Exercise -
Extend the personal essay "Lost, the Final Frontier," about the writer's habit of losing things, picking up right after its final sentence.

Document excerpt -
Lost, the Final Frontier

Ecstatic. A mere understatement. As I reveled in the zest of the proposal, I forgot to mention the actual jaw breaker that perches on my finger. Besides, its blatant twinkles, I’m more frightful of losing it than fracturing a rib. It’s in bad habit that I lose everything in my possession this includes brain cells. Take a few years ago, I lost my wallet three times in two months. For as unethical and unprofessional as it seems, even the Bank of America representative gently, yet abrasively made a remark on the constant reoccurrences. Another time, I thought it would be clever to link my wallet to my house keys. Not so smart. Another instance, placing a significant amount of cash in a safe spot only to be unable to recall that secret location. These are just minor incidents that are hazardous to my common subsistence. I don’t smoke pot, but as I reassess the situation, maybe I should? At least, I would have an excuse for such a dopy existence.

Stored records
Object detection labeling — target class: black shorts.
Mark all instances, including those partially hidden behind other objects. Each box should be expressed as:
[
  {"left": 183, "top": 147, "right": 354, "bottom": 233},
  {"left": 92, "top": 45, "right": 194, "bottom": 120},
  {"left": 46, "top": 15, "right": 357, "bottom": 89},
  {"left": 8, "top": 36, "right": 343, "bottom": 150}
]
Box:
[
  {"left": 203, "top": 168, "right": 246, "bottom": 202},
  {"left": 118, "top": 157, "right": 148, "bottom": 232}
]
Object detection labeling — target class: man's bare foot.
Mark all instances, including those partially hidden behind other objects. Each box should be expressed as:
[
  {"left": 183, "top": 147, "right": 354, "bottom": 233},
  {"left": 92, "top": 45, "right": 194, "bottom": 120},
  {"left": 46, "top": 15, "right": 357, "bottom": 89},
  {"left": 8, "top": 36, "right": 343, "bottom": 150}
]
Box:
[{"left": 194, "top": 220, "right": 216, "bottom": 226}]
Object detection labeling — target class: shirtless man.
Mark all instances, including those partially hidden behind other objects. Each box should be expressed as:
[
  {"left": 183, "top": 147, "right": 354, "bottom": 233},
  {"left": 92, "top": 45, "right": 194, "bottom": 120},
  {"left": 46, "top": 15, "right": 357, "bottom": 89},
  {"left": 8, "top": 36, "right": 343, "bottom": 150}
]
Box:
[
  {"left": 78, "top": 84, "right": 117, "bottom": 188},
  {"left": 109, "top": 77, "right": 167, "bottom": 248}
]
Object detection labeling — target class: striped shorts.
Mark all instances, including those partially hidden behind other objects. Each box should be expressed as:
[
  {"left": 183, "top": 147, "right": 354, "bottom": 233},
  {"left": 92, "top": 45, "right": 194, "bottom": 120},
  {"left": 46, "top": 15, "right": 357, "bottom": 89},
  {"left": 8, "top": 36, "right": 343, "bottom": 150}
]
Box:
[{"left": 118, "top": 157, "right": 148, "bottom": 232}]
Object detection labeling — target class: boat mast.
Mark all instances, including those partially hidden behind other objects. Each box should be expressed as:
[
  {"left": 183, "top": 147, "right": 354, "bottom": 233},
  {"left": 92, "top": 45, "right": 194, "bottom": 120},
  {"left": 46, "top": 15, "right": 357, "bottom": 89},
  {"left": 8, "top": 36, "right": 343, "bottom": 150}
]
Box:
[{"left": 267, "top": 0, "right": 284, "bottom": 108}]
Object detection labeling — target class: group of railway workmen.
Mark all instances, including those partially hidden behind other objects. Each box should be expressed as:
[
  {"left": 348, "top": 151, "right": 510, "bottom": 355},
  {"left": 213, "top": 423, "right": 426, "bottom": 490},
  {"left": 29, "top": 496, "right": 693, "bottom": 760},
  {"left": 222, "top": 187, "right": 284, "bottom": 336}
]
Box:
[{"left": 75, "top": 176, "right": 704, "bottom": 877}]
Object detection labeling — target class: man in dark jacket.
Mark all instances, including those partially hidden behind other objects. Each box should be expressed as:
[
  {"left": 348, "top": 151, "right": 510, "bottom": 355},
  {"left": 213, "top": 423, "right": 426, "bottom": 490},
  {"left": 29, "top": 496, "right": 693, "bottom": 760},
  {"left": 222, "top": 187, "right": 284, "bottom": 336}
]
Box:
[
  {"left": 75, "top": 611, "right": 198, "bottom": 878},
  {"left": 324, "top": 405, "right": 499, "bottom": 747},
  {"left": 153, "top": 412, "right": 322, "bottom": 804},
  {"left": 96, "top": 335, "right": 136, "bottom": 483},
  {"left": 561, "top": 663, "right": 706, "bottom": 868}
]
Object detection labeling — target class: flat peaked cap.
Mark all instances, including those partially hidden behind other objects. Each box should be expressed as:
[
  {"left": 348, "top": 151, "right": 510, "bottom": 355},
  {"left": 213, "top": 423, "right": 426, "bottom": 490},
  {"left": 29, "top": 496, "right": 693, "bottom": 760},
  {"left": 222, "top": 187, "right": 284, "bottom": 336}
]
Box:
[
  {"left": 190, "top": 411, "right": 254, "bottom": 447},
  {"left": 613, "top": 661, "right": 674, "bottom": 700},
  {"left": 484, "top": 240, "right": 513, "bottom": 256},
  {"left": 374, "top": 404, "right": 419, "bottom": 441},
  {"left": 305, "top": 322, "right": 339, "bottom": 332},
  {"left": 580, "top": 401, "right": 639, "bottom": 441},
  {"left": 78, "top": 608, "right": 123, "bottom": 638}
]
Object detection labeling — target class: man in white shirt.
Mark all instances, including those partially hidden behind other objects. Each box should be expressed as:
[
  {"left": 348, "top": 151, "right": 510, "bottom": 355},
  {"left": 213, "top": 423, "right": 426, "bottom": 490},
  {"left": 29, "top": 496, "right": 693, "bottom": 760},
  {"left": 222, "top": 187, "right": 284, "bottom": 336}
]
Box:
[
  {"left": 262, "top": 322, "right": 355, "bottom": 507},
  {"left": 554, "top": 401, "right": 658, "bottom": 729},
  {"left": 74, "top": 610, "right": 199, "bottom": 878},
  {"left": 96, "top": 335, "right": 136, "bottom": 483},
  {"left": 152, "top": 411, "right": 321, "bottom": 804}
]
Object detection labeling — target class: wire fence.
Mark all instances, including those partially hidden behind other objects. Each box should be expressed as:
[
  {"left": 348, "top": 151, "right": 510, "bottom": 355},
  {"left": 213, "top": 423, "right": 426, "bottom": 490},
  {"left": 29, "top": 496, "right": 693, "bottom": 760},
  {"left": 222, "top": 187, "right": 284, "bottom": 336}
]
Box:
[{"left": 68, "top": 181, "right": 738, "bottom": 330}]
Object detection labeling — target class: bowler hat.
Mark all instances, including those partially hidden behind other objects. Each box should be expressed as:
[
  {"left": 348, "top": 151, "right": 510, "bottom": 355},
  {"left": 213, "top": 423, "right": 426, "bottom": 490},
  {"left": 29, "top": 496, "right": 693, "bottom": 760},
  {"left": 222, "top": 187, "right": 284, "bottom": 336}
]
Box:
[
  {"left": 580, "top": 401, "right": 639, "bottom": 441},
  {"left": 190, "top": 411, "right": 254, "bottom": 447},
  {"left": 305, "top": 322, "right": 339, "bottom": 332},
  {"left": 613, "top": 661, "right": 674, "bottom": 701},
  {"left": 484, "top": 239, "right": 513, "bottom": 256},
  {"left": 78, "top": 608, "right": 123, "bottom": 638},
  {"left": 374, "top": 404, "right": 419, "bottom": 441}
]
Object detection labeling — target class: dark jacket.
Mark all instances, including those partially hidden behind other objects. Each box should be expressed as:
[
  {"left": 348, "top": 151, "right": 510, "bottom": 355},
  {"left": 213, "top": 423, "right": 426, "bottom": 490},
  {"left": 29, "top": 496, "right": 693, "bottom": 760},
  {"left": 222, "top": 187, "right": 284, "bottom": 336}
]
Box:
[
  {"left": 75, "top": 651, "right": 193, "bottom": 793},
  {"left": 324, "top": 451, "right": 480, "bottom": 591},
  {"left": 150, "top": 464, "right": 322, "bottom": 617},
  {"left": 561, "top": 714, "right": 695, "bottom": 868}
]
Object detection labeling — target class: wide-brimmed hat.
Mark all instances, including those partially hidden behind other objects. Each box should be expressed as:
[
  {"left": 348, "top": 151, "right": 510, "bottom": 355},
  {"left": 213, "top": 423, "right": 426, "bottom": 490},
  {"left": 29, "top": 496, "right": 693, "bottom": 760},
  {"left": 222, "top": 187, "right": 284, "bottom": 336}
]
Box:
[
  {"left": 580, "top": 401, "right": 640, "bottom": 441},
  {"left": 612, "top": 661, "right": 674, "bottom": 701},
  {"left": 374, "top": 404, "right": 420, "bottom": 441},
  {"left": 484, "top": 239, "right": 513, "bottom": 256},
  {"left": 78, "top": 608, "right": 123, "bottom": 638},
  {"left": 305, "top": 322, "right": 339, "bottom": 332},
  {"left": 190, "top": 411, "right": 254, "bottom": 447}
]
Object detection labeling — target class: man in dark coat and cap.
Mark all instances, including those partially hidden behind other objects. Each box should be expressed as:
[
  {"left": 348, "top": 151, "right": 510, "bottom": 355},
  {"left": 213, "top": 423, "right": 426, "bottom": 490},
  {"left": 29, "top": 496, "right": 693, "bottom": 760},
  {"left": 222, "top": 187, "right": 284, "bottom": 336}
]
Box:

Exercise result -
As a child, mom would press me to pray to St. Christopher! His claim to fame was to have assited Christ as a child across a river. If only St. Christopher could telepathically lead me across troubled water to a shore of lost items. A quarter of a century and practically a decade later, I feel that St. Christopher is so flippin’ sick of hearing from my lame butt that he apparently took his phone off the hook.
Yelp. To who or is it whom? Do I turn to? I cannot allow Shane’s careful selection and hard earned investment become victim to my forgotten vortex. Dear Abby it is you that holds the golden answer to my truth.